:: What the task requires ::
What follows is a block of records; restate each one word for word.

==========

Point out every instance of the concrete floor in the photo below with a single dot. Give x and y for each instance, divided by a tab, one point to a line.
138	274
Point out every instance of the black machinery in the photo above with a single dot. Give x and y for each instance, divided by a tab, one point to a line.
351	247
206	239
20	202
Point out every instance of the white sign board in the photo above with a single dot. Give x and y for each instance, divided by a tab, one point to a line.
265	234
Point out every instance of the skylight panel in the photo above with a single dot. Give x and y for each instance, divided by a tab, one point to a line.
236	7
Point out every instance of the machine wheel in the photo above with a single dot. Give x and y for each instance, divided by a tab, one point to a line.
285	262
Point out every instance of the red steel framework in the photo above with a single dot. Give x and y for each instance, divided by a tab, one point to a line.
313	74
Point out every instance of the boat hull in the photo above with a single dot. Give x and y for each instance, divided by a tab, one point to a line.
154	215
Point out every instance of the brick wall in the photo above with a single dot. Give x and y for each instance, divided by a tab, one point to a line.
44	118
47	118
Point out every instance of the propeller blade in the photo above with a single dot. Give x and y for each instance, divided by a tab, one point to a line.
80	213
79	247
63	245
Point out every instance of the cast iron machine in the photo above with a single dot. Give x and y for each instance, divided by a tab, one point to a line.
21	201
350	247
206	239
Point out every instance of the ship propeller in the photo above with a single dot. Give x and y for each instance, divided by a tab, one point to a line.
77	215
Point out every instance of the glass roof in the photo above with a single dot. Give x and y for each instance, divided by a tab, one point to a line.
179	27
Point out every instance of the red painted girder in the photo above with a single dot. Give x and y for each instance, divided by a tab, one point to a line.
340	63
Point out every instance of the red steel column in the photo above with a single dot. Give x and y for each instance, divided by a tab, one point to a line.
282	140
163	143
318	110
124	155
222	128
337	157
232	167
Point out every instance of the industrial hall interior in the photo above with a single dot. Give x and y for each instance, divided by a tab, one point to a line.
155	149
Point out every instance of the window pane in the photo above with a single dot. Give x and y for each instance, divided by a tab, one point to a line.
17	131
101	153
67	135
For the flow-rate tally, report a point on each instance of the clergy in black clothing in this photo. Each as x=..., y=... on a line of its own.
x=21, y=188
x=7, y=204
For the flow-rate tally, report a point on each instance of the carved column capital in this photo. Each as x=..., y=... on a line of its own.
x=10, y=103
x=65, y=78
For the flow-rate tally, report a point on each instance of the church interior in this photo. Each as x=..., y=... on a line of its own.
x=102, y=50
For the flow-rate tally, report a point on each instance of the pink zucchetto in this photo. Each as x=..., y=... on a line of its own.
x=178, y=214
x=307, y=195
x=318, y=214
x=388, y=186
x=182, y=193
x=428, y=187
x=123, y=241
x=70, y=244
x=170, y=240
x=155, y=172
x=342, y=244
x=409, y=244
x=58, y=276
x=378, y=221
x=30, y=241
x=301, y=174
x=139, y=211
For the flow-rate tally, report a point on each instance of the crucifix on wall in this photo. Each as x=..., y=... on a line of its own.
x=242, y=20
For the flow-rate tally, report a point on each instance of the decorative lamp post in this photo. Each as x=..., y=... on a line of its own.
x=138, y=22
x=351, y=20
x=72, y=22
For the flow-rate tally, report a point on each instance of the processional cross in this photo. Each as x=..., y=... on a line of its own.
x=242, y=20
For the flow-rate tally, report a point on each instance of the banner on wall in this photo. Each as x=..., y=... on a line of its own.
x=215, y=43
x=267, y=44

==========

:: In response ::
Point out every instance of the concrete floor in the photo below with a single dot. Give x and y for each instance, divided by a tab, one point to a line.
138	274
Point out every instance of the black machinery in the photo above with a single dot. Give x and y for each instance, divided by a tab, one point to a line.
351	247
206	239
20	202
Point out every instance of the white sign board in the photo above with a single dot. Give x and y for each instance, divided by a tab, one point to a line.
265	234
Point out every instance of the skylight panel in the photo above with a single dot. Give x and y for each instance, divided by a tab, one point to a line.
236	7
Point out every instance of the machine wheel in the photo above with a single dot. Give x and y for each instance, divided by a tab, one point to a line.
285	262
Point out every instance of the red steel framework in the photo above with a single dot. Give x and y for each instance, divided by a tab, one point to a line.
313	74
Point out every instance of the boat hull in the photo above with a single dot. Give x and y for each instance, divided by a tab, one point to a line.
154	215
Point out every instance of the brick wall in the photo above with a single dot. Give x and y for each instance, divided by a tab, one point to a line.
44	118
47	118
Point out every instance of the propeller blade in the photo above with a single dot. Give x and y for each instance, divided by a tab, one point to a line.
80	213
79	247
63	245
Point out every instance of the cast iron machine in the photo above with a single dot. Give x and y for each instance, divided by a tab, one point to a line.
21	201
350	247
206	239
Point out every instance of the ship propeller in the photo above with a single dot. Give x and y for each instance, divided by a tab, one point to a line.
77	215
Point out every instance of the glass roof in the photo above with a single dot. Give x and y for each instance, divided by a tab, one point to a line.
179	27
Point out every instance of the red painted girder in the photo above with a single dot. Give x and y for each instance, divided by a tab, one point to a line.
340	63
Point out every instance of the red steel column in the photo above with a single dot. Give x and y for each instance, divided by a tab, one point to a line.
282	140
163	143
318	110
124	155
222	128
337	157
232	167
Point out every instance of the industrial hall interior in the photo above with a single dot. Give x and y for each instance, divided by a tab, one point to a line.
155	149
Point out every instance of the window pane in the photo above with a single dot. Give x and y for each instance, divided by a tab, one point to a line.
17	131
101	153
67	135
For the flow-rate tally, report a point on each instance of the clergy in black clothing in this photo. Each as x=..., y=... on a line of its own.
x=21, y=188
x=7, y=204
For the flow-rate tally, report a point on each instance of the carved column capital in this photo. Each as x=..., y=... on a line of its own.
x=10, y=103
x=65, y=78
For the flow-rate tally, report a point on each instance of the church interior in this photo. Each as x=..., y=... on a line of its own.
x=102, y=50
For the flow-rate tally, report a point on each instance of the pink zucchetto in this photo. Each as x=..., y=... on a line of its own.
x=178, y=214
x=307, y=195
x=318, y=214
x=388, y=186
x=182, y=193
x=428, y=187
x=123, y=241
x=70, y=244
x=170, y=240
x=155, y=172
x=342, y=244
x=409, y=244
x=58, y=276
x=378, y=221
x=30, y=241
x=301, y=174
x=139, y=211
For the flow-rate tally, report a point on each instance of the crucifix on wall in this photo. Each as x=..., y=... on a line of its own.
x=242, y=20
For the flow-rate tally, report a point on each instance of the decorative lamp post in this photo. Each as x=..., y=... on a line of its own.
x=138, y=22
x=351, y=20
x=72, y=22
For the flow-rate tally, report a point on each instance of the processional cross in this photo. Each as x=..., y=... on a line of its own.
x=242, y=20
For the flow-rate tally, report a point on each instance of the banner on wall in this photo. Each as x=..., y=... on a line of its own.
x=215, y=43
x=267, y=44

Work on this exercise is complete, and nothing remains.